:: Work task ::
In the listing below, find the line that contains "Check that one keypoint sits on every instance of the window;" and the line that contains "Check that one keypoint sits on every instance of the arched". Quote both and every line between them, exactly, and nothing more.

:: Dataset records ::
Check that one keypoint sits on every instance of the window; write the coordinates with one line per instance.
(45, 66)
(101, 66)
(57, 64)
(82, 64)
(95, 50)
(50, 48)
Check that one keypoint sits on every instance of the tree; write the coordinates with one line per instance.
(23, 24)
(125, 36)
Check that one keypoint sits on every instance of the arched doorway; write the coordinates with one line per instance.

---

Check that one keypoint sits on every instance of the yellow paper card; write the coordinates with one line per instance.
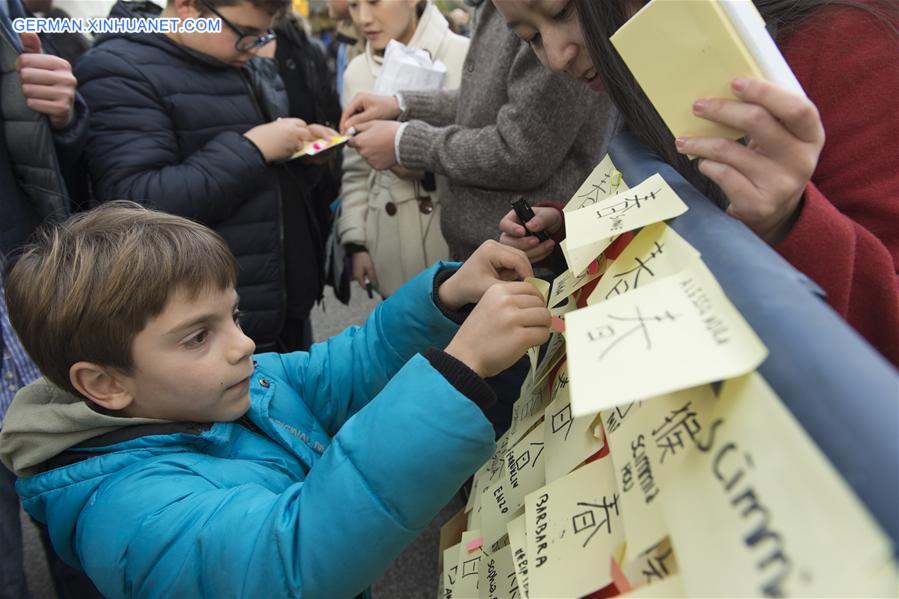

:: Answer to this exercise ::
Check that one keypoint sits on every instance of the window; write the coordinates with one line per instance.
(45, 66)
(101, 66)
(57, 64)
(82, 64)
(95, 50)
(50, 48)
Check that one keypoint sits on every instance of the tree; write the coordinates with one line per instance.
(23, 24)
(125, 36)
Check that one keypoint sits on every instance of the arched doorway; write the coordinates with one line per instance.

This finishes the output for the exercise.